_Source document_
────────────────

5.14 Remarks and exercises

5.14.1 Why qubits, subsystems, and entanglement?

One question that is rather natural to ask at this point is the following:

If entanglement is so fragile and difficult to control, then why bother? Why not perform your computations in one singly physical system that has as many quantum states as we normally have labels for the states of qubits? Then we could label these quantum states in the same way as we normally label the qubits, and give them computational meaning.

This suggestion, although possible, gives a very inefficient way of representing data, known as the unary encoding. For serious computations, we need subsystems. Here is why.

Suppose you have n physical objects, and each object has k distinguishable states. If you can access each object separately and put it into any of the k states, then, with only n operations, you can prepare any of the k^{n} different configurations of the combined systems. Without any loss of generality, let us take k=2 and refer to each object of this type as a physical bit. We label the two states of a physical bit as 0 and 1. So any collection of n physical bits can be prepared in 2^{n} different configurations, which can be used to store up to 2^{n} numbers (or binary strings, or messages, or however you want to interpret these things). In order to represent numbers from 0 to N-1 we just have to choose n such that 2^n\geqslant N.

Suppose the two states in the physical bit are separated by the energy difference \Delta_E>0, i.e. that it costs \Delta_E units of energy to switch a physical bit from one state to the other. Then a preparation of any particular configuration will cost no more than E=n \Delta_E=(\log_2 N)\Delta_E units of energy.121

In contrast, if we choose to encode N configurations into one chunk of matter, say, into the first N energy states of a single harmonic oscillator with the same energy separation \Delta_E between states, then, in the worst case (i.e. going from the ground state 0 to the most excited state N) one has to use E=N\Delta_E units of energy. For large N this gives an exponential gap in the energy expenditure between the binary encoding using physical bits, and the unary encoding using energy levels of harmonic oscillators: (\log_2 N)\Delta_E vs N\Delta_E.

Of course, you might try to switch to a different choice of realisation for the unary encoding, such as a quantum system that has a finite spread in the energy spectrum. For example, by operating on the energy states of the hydrogen atom, you can encode any number from 0 to N-1, and we are guaranteed not to spend more than E_{\mathrm{max}}= 13.6\,\mathrm{eV} (otherwise the atom is ionised). The snag is that, in this case, some of the electronic states will be separated by an energy difference to the order of E_{\mathrm{max}}/N, and to drive the system selectively from one state to another one has to tune into the frequency E_{\mathrm{max}}/\hbar N, which requires a sufficiently long wave packet in order for the frequency to be well defined, and consequently the interaction time is of order N(\hbar/E_{\mathrm{max}}).

────────────────

_Extracted information_
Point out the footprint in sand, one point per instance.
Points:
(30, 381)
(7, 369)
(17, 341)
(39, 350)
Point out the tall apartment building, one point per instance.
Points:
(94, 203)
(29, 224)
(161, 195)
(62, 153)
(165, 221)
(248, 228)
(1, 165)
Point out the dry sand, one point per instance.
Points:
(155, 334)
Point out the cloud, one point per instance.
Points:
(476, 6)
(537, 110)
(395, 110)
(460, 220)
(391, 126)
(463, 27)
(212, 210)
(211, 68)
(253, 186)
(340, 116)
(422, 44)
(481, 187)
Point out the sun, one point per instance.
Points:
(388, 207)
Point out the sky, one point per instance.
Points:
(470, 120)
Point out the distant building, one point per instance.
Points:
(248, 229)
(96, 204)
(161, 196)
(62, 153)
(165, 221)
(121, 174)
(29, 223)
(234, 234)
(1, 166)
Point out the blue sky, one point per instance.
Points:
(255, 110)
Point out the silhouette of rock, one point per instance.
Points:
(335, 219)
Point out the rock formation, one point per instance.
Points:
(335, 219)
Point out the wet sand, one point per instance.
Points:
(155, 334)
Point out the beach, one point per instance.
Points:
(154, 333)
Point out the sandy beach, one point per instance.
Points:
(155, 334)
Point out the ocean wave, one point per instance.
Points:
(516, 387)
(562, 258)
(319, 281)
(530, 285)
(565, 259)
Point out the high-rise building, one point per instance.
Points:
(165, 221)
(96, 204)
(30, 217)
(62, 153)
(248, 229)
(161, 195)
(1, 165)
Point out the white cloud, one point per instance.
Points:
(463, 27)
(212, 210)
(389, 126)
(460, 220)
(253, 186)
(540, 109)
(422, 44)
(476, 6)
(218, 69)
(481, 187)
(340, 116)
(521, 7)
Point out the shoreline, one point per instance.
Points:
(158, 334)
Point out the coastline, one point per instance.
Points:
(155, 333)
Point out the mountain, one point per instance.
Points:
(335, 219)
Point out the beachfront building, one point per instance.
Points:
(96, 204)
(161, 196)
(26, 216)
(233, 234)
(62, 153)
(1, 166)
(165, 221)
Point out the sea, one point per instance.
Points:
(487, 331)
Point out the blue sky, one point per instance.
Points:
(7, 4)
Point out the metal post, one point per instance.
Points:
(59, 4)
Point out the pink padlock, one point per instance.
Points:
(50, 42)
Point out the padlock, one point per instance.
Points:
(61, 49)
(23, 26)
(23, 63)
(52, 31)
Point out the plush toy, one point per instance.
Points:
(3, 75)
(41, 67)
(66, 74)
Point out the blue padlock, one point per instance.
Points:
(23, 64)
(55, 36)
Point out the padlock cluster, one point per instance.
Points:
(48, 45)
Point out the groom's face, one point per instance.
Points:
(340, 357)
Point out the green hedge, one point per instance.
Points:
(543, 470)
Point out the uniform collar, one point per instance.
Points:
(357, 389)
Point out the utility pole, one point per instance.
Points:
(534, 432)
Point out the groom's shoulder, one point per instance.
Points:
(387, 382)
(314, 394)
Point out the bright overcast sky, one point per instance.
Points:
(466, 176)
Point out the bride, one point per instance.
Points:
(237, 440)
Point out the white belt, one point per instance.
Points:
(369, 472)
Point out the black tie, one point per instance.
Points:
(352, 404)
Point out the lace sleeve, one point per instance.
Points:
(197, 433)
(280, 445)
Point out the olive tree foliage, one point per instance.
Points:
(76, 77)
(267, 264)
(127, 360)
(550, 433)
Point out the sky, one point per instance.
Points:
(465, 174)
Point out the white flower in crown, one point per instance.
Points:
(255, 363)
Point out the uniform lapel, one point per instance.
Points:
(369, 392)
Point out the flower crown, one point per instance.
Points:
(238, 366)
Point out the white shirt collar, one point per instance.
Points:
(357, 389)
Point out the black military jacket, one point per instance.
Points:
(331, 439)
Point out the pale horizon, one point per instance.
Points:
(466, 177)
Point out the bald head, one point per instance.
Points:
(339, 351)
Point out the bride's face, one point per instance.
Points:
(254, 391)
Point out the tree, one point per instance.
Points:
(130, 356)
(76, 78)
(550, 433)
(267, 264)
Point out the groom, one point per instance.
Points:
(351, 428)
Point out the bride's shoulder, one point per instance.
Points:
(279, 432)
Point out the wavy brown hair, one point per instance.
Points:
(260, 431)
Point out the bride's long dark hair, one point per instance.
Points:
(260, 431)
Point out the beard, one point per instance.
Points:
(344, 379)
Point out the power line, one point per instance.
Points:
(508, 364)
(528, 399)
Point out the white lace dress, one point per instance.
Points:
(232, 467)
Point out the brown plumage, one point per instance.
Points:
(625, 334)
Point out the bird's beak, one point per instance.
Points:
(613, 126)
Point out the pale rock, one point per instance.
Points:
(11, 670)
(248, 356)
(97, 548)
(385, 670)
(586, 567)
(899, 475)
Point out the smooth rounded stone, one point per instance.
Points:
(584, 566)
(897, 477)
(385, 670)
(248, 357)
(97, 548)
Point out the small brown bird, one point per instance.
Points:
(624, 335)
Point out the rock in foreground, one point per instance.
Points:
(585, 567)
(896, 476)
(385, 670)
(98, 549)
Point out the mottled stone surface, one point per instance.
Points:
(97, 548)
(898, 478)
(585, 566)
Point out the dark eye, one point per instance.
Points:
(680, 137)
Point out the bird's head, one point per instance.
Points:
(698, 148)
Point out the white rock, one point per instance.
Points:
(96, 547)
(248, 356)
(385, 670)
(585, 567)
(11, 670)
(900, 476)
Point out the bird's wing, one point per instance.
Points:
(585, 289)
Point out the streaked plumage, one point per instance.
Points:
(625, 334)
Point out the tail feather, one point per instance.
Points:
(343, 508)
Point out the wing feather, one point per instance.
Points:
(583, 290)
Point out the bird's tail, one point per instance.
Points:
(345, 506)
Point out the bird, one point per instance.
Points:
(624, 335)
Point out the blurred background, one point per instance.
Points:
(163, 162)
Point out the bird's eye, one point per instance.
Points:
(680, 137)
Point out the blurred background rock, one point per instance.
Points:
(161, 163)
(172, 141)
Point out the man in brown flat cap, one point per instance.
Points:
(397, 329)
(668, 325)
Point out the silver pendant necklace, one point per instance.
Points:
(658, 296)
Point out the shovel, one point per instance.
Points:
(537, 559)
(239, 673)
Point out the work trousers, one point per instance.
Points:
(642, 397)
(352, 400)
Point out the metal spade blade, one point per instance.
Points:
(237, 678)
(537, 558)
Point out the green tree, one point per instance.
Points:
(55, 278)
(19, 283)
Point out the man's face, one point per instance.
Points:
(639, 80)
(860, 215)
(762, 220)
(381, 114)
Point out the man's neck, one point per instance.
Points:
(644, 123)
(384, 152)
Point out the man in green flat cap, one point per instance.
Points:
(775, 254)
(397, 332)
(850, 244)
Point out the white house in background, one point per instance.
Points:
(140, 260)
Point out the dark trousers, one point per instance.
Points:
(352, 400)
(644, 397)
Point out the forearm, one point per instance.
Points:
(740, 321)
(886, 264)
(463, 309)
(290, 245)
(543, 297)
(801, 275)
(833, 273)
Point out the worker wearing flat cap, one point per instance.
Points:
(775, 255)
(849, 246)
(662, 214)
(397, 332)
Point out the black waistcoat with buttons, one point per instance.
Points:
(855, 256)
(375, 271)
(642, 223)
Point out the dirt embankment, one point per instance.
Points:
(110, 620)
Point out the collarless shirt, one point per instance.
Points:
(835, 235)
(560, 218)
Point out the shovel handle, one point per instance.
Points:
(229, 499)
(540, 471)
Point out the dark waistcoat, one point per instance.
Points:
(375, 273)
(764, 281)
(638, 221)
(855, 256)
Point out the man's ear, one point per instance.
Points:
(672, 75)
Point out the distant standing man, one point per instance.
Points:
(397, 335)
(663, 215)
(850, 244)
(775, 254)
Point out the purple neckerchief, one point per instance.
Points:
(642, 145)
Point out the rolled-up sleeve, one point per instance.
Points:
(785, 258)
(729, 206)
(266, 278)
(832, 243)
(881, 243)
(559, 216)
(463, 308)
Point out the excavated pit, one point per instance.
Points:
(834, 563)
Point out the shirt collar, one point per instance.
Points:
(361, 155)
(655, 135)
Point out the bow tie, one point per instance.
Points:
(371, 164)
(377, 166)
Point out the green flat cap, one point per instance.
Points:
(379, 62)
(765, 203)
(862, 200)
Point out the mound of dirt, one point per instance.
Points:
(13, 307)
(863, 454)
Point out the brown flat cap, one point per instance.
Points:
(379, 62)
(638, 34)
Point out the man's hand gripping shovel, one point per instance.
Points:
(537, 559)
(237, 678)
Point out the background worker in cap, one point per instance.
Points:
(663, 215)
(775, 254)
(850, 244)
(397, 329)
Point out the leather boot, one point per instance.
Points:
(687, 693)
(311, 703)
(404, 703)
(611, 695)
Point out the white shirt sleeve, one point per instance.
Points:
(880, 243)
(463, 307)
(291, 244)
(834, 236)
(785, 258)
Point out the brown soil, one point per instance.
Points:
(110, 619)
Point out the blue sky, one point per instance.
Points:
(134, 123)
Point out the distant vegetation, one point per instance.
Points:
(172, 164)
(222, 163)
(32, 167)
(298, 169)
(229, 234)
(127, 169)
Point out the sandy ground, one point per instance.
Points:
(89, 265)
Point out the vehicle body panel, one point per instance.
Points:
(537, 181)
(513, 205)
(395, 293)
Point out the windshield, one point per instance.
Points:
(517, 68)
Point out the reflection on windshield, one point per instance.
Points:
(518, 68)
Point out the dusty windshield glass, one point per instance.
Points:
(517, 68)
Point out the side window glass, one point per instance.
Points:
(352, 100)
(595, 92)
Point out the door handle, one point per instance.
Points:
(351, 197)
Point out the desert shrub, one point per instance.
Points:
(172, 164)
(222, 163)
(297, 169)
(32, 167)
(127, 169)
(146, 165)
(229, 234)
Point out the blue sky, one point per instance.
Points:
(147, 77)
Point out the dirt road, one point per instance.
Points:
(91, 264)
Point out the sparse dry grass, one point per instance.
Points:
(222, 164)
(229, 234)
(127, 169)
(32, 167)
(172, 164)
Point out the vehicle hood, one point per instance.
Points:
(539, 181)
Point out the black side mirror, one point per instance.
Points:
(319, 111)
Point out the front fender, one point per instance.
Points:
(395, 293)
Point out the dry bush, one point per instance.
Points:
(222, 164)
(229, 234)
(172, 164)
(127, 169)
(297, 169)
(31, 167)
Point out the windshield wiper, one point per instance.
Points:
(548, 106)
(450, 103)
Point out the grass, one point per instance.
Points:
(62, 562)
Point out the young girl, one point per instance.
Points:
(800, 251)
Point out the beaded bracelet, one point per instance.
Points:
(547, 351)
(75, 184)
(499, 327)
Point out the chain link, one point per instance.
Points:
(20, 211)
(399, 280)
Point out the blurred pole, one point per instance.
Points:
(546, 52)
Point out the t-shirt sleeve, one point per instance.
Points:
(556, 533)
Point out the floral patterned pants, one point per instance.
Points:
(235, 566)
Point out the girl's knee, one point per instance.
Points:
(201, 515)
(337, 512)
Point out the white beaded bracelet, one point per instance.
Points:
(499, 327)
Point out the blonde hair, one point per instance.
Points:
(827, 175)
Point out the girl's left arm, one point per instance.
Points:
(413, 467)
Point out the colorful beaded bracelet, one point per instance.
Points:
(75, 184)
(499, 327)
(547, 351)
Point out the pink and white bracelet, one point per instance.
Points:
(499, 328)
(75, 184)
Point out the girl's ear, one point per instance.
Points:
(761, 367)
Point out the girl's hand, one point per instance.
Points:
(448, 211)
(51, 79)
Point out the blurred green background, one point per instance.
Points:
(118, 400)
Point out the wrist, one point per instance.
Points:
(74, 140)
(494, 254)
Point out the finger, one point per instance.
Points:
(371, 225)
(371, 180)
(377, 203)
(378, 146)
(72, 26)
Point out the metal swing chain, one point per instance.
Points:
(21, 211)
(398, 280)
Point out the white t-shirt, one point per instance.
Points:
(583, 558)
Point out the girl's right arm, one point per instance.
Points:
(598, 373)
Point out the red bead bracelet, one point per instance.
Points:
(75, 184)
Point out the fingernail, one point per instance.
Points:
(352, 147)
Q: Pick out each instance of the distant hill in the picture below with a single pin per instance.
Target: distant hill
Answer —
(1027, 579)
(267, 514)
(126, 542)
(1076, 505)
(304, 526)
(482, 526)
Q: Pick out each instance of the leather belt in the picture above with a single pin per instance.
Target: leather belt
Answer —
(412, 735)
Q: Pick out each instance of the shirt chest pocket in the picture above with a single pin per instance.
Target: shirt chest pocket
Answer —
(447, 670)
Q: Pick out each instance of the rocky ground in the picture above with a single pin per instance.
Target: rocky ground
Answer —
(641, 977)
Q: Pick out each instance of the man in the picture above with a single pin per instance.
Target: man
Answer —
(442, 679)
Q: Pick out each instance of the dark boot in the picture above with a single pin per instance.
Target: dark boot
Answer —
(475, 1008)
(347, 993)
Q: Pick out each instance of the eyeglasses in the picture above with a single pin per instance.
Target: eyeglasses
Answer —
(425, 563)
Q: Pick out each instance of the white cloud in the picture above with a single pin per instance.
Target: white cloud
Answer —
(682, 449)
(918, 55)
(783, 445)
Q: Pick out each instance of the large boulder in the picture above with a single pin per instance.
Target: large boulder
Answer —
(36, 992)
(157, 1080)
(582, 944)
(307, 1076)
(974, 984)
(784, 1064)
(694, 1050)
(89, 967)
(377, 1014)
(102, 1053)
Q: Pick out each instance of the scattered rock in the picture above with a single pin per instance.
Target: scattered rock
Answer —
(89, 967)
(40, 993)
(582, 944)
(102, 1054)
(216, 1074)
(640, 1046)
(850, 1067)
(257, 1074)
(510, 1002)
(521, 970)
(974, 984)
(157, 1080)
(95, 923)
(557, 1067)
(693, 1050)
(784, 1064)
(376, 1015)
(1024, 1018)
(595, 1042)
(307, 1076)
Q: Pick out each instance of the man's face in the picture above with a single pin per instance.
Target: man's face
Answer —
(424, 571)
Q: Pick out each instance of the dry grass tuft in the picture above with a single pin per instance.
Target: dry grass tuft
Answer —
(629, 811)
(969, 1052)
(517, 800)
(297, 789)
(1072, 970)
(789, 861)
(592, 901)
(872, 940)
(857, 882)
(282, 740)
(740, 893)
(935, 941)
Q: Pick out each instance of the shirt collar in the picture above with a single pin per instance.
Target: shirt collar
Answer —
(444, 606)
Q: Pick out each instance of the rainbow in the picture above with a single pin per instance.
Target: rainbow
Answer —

────────────────

_Problem to solve_
Translate this sentence from the section on qubits and subsystems into Spanish: "This suggestion, although possible, gives a very inefficient way of representing data, known as the unary encoding."

_Exercise result_
Esta sugerencia, aunque posible, ofrece una forma muy ineficiente de representar datos, conocida como codificación unaria.